--- start Data records ---
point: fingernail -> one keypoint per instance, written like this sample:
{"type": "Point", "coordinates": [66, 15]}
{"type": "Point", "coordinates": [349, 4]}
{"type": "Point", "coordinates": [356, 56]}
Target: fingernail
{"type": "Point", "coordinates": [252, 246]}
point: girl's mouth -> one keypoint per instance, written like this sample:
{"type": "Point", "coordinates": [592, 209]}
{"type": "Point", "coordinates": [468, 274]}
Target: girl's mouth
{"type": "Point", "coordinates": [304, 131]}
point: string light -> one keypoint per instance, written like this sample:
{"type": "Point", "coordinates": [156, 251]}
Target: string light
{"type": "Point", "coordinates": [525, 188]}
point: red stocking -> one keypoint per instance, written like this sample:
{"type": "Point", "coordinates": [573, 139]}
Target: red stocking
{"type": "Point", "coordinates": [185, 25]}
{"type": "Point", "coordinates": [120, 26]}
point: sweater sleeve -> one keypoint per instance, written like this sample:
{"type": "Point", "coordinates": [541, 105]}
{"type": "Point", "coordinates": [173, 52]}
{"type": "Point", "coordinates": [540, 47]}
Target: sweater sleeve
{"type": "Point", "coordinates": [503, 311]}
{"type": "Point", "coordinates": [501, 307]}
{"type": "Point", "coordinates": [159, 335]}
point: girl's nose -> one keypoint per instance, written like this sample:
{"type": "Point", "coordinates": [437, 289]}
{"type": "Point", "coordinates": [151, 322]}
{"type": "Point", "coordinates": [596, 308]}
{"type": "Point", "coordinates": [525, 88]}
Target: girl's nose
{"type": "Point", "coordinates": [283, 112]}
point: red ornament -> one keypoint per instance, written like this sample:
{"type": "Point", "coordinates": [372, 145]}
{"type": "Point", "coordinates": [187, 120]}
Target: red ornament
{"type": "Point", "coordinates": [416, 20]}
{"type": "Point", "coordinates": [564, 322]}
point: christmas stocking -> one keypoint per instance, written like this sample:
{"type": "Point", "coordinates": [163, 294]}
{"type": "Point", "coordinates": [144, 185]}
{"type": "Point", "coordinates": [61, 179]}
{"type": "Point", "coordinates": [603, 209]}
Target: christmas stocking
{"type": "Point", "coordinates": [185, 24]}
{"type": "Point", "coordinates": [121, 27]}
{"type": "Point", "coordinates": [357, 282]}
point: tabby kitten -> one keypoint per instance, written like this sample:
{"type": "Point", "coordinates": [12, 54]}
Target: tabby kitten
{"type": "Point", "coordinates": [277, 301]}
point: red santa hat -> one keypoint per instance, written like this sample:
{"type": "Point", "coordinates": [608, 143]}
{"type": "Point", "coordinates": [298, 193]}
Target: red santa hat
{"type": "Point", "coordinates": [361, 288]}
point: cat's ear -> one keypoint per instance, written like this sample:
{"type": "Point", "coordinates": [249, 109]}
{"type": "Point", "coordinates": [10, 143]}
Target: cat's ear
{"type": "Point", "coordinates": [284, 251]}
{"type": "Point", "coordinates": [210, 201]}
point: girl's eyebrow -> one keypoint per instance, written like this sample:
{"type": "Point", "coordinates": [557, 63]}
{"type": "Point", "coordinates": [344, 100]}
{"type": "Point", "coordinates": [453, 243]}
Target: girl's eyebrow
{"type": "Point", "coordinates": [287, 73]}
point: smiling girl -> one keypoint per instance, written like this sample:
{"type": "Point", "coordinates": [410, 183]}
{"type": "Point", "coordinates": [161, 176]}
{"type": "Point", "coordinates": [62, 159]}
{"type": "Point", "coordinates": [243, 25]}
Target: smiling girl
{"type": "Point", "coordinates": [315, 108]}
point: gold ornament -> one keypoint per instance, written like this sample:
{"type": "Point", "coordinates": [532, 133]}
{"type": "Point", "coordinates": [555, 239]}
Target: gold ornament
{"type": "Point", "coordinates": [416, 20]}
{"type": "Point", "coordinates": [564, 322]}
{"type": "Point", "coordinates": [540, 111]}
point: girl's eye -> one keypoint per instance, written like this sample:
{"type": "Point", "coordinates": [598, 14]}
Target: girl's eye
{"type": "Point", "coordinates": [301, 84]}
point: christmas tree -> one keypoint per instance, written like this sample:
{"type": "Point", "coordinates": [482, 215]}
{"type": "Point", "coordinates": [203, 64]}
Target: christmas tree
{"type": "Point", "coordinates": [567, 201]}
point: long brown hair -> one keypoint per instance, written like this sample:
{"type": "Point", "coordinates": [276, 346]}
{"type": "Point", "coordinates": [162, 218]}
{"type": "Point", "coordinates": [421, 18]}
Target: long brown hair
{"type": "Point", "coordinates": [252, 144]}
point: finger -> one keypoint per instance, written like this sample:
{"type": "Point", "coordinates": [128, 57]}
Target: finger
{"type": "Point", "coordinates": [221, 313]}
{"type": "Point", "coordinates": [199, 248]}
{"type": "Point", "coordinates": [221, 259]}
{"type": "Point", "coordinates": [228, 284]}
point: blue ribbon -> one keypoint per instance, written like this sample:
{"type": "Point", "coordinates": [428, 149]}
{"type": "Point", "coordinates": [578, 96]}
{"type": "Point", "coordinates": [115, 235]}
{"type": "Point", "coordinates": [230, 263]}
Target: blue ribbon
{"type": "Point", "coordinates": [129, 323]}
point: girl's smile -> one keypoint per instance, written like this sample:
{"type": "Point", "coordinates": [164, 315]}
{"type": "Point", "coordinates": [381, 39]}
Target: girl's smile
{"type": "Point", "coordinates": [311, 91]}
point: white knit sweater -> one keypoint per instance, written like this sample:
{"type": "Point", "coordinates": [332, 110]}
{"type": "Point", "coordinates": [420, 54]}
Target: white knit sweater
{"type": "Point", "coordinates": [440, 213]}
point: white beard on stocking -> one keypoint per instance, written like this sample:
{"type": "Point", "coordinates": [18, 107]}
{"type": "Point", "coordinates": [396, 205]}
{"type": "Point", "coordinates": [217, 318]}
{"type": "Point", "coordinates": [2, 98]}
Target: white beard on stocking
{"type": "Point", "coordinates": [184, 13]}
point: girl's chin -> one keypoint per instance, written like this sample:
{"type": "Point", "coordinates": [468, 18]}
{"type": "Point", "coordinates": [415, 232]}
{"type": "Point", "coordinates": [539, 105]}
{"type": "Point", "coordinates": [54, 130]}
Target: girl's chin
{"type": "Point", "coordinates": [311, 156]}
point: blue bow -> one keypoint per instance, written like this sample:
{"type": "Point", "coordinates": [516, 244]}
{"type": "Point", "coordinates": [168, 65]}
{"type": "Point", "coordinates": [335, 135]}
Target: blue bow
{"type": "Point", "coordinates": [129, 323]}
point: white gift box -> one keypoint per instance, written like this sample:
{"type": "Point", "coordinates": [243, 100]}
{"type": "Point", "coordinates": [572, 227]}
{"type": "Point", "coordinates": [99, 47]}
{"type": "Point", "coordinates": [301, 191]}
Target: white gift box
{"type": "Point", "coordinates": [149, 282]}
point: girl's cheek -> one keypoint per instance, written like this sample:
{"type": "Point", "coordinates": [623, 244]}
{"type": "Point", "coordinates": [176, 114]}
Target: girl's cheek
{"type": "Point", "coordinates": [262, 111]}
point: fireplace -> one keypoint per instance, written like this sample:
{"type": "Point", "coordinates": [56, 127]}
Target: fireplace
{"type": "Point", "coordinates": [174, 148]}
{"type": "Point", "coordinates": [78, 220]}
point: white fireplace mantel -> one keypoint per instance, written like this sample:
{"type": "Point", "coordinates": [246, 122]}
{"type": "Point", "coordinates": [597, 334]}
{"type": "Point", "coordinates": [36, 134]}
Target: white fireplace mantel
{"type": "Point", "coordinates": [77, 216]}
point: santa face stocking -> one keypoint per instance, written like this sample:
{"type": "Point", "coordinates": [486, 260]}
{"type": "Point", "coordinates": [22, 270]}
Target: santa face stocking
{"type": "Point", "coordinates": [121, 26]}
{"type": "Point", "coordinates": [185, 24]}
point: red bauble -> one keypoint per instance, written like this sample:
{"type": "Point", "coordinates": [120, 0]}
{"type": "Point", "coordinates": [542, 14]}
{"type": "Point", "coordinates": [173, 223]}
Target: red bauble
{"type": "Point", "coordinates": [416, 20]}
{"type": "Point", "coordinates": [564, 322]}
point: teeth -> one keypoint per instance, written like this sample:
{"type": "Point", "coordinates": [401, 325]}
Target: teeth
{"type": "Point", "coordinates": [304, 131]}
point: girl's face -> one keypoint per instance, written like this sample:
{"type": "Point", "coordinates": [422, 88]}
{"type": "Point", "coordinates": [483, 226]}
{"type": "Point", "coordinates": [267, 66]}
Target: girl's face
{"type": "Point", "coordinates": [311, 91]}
--- end Data records ---
## Exercise goal
From the line containing "point: white fireplace" through the final line of the listing above, retype every line exactly; leave out everything else.

## Complete response
point: white fireplace mantel -> one keypoint per instance, written like this sample:
{"type": "Point", "coordinates": [246, 122]}
{"type": "Point", "coordinates": [597, 334]}
{"type": "Point", "coordinates": [36, 134]}
Target: white fireplace mantel
{"type": "Point", "coordinates": [77, 216]}
point: santa face stocking -> one keypoint per instance, written like this sample:
{"type": "Point", "coordinates": [486, 260]}
{"type": "Point", "coordinates": [22, 270]}
Target: santa face stocking
{"type": "Point", "coordinates": [121, 26]}
{"type": "Point", "coordinates": [185, 24]}
point: red bauble -> one keypoint per instance, written like this sample:
{"type": "Point", "coordinates": [120, 0]}
{"type": "Point", "coordinates": [542, 14]}
{"type": "Point", "coordinates": [173, 223]}
Target: red bauble
{"type": "Point", "coordinates": [416, 20]}
{"type": "Point", "coordinates": [564, 322]}
point: teeth -> one keypoint per instance, written like this sample:
{"type": "Point", "coordinates": [401, 325]}
Target: teeth
{"type": "Point", "coordinates": [304, 131]}
point: girl's face -> one keypoint per instance, written like this sample:
{"type": "Point", "coordinates": [422, 88]}
{"type": "Point", "coordinates": [483, 226]}
{"type": "Point", "coordinates": [267, 66]}
Target: girl's face
{"type": "Point", "coordinates": [311, 91]}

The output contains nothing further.